## Your assignment
What is needed is an exact copy of the records below, with the pictures left out.

## Data for review
● ● ●

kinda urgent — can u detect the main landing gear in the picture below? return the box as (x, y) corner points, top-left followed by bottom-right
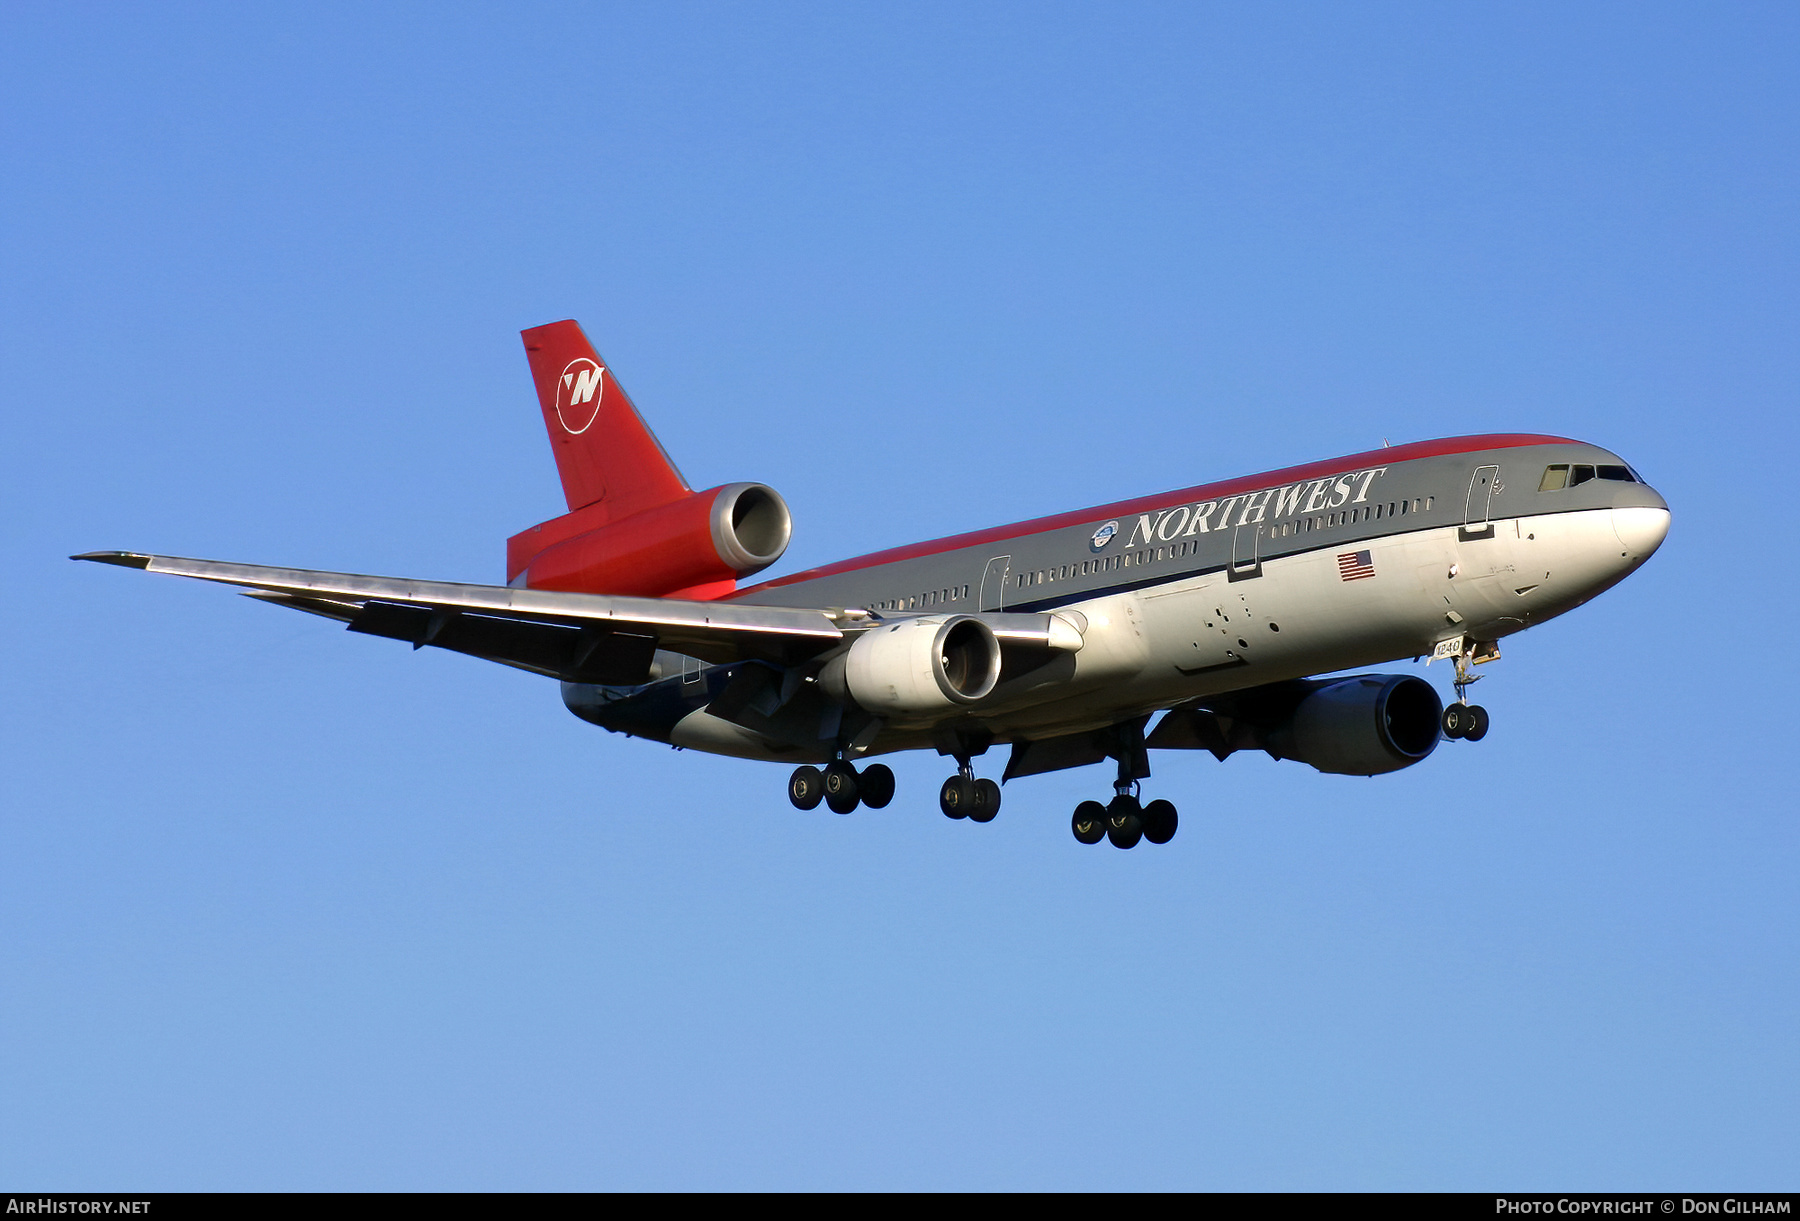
(788, 760), (895, 814)
(939, 757), (1001, 823)
(1440, 644), (1493, 742)
(788, 757), (1002, 821)
(1071, 739), (1178, 849)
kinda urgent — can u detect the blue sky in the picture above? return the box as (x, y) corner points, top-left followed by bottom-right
(3, 2), (1795, 1189)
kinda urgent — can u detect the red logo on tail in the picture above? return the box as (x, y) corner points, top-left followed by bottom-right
(556, 358), (605, 434)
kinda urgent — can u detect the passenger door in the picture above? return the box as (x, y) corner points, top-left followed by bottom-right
(1462, 465), (1499, 539)
(1229, 522), (1262, 581)
(979, 555), (1012, 611)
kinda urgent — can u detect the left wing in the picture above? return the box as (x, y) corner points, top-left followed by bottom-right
(74, 551), (855, 683)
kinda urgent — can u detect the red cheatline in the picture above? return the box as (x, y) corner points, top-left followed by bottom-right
(1338, 550), (1376, 581)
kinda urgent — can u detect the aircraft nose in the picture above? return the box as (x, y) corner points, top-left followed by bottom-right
(1611, 506), (1670, 561)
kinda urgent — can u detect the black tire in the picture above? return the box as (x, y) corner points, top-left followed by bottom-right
(1441, 704), (1469, 739)
(858, 763), (895, 809)
(788, 765), (824, 810)
(1106, 794), (1143, 849)
(1142, 799), (1179, 845)
(1464, 704), (1490, 742)
(968, 778), (1002, 823)
(1072, 801), (1107, 845)
(939, 775), (974, 819)
(823, 761), (860, 814)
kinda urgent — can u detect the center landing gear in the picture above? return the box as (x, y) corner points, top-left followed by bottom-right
(1441, 643), (1493, 742)
(1071, 726), (1178, 848)
(788, 760), (895, 814)
(939, 758), (1001, 823)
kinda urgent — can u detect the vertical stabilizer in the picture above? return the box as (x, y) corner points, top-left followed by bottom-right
(520, 320), (691, 517)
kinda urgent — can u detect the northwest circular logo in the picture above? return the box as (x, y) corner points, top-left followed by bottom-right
(1090, 521), (1118, 551)
(555, 358), (606, 434)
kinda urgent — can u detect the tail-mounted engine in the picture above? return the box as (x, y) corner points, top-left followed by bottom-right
(508, 482), (792, 599)
(1148, 673), (1443, 776)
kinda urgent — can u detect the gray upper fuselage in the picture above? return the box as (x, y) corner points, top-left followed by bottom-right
(731, 435), (1665, 620)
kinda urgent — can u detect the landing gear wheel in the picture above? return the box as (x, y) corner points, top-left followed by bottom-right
(823, 761), (860, 814)
(857, 763), (895, 809)
(788, 765), (824, 810)
(1463, 704), (1490, 742)
(1072, 801), (1107, 845)
(1441, 704), (1471, 740)
(968, 778), (1002, 823)
(1142, 799), (1179, 845)
(1106, 794), (1143, 849)
(939, 775), (974, 819)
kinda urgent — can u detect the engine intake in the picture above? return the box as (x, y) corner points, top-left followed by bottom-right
(508, 482), (791, 599)
(1266, 674), (1443, 776)
(833, 616), (1003, 715)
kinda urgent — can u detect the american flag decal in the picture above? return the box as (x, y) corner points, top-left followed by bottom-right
(1337, 550), (1376, 581)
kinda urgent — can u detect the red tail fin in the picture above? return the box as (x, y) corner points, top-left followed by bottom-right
(520, 320), (690, 516)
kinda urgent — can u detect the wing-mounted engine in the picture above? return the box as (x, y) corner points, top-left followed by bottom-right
(700, 610), (1084, 754)
(508, 482), (792, 600)
(821, 615), (1004, 715)
(1148, 673), (1442, 776)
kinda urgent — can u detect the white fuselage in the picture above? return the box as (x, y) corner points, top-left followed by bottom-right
(660, 502), (1668, 762)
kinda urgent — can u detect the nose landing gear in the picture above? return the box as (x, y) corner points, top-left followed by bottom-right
(1441, 642), (1494, 742)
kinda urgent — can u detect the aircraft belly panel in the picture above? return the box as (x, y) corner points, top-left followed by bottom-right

● ● ●

## Written response
kinda urgent — can u detect the main landing gear in the picture below? return the box as (x, y) corner points, top-left followed by bottom-right
(788, 760), (895, 814)
(939, 757), (1001, 823)
(1440, 644), (1493, 742)
(788, 757), (1002, 821)
(1071, 739), (1178, 849)
kinda urgent — can u detect the blue sky in the picture above? return the box as (x, y) corner points, top-left followed by bottom-right
(3, 2), (1795, 1189)
kinda urgent — can u detect the red logo on tail in the picture above? return the box as (x, y) corner points, top-left followed by bottom-right
(556, 358), (605, 434)
kinda urgent — can u detect the passenger door in the picture above? return the box as (x, y) corner points, top-left followed by bottom-right
(1462, 465), (1499, 539)
(1229, 522), (1262, 581)
(979, 555), (1012, 611)
kinda urgent — can u detect the left wing in the picture above? return the box as (x, y) corner points, top-left followed by bottom-right
(74, 551), (855, 683)
kinda urgent — can u detect the red cheatline in the picture above? return the box as (x, y) corner points, top-left followed by bottom-right
(1338, 550), (1376, 581)
kinda urgent — can u detect the aircraft nose in the picture above? return the box as (x, y) corner points, top-left followed by bottom-right
(1611, 506), (1670, 561)
kinda urgent — can u detect the black tire in the picture above? return the box as (x, y) corner points, top-left followed by bottom-right
(1441, 704), (1469, 739)
(858, 763), (895, 809)
(788, 765), (824, 810)
(1106, 794), (1143, 849)
(1142, 799), (1179, 845)
(1464, 704), (1490, 742)
(968, 778), (1002, 823)
(1072, 801), (1107, 845)
(939, 775), (974, 819)
(823, 761), (860, 814)
kinda urgent — can u detect the center landing gear in the picture above? return the box as (x, y) corner points, top-left followed by bottom-right
(1441, 643), (1493, 742)
(1071, 726), (1178, 848)
(788, 760), (895, 814)
(939, 758), (1001, 823)
kinda urgent — can u detect the vertical stabilizer in the picture above? return the box as (x, y) corner points, top-left followed by bottom-right
(520, 320), (691, 517)
kinda urgent — can u detect the northwest circular logo in the picture above? return the box as (x, y) corner points, top-left followed by bottom-right
(1090, 521), (1118, 551)
(555, 358), (606, 434)
kinda urgent — can u detect the tail-mounted engine in the picture above? return the box as (x, y) corner points, top-left followed by bottom-right
(508, 482), (792, 599)
(1148, 673), (1443, 776)
kinda urgent — can u detect the gray upper fuselage in the picture above? return the box as (x, y) corner points, top-left followed by bottom-right
(731, 435), (1665, 620)
kinda urgent — can u detect the landing gear wheel in the picture above? return the box as (x, y) corner points, top-left followed by bottom-right
(823, 761), (860, 814)
(857, 763), (895, 809)
(788, 765), (824, 810)
(1463, 704), (1490, 742)
(1072, 801), (1107, 845)
(1441, 704), (1471, 740)
(968, 778), (1002, 823)
(1142, 799), (1179, 845)
(1106, 794), (1143, 849)
(939, 775), (974, 819)
kinda urgent — can u detect the engine intake in the picture above? return the box as (x, y) corner points, top-left followed by bottom-right
(508, 482), (791, 599)
(1266, 674), (1443, 776)
(833, 616), (1003, 715)
kinda urgent — can u detect the american flag decal in the picture above? return the box as (x, y) corner points, top-left followed by bottom-right
(1337, 550), (1376, 581)
kinda urgent — can u detect the red tail fin in the picture above? return the box as (x, y) corner points, top-left followed by bottom-right
(520, 320), (690, 516)
kinda urgent — can u detect the wing-mounted engine in the picture above? return the box as (x, y) corner points, top-left followed by bottom-right
(700, 610), (1084, 754)
(508, 482), (792, 600)
(821, 615), (1004, 715)
(1148, 673), (1442, 776)
kinda urgent — can u detect the white fuselage in the picture above? return the box as (x, y) corner points, top-left followed by bottom-right
(660, 502), (1668, 762)
kinda urgent — can u detect the nose landing gear in the picture above? return the box as (x, y) corner points, top-left followed by bottom-right
(1441, 642), (1494, 742)
kinda urgent — can u detect the aircraft belly panel in the picture above? return the box as (x, y) corner points, top-left followed by bottom-right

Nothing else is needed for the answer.